▸ **À faire**
Peux-tu montrer chaque ligne du matériel où figure le mot « each », en tenant compte de la casse ?

[Entrées d'étiquetage de la position des objets]
'''
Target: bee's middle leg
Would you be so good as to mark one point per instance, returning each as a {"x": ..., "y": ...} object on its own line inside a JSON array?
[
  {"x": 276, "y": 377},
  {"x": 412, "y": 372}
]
'''
▸ **Réponse attendue**
Would you be so good as to mark one point per instance, returning each as a {"x": ..., "y": ...} object on its own line inside a JSON array?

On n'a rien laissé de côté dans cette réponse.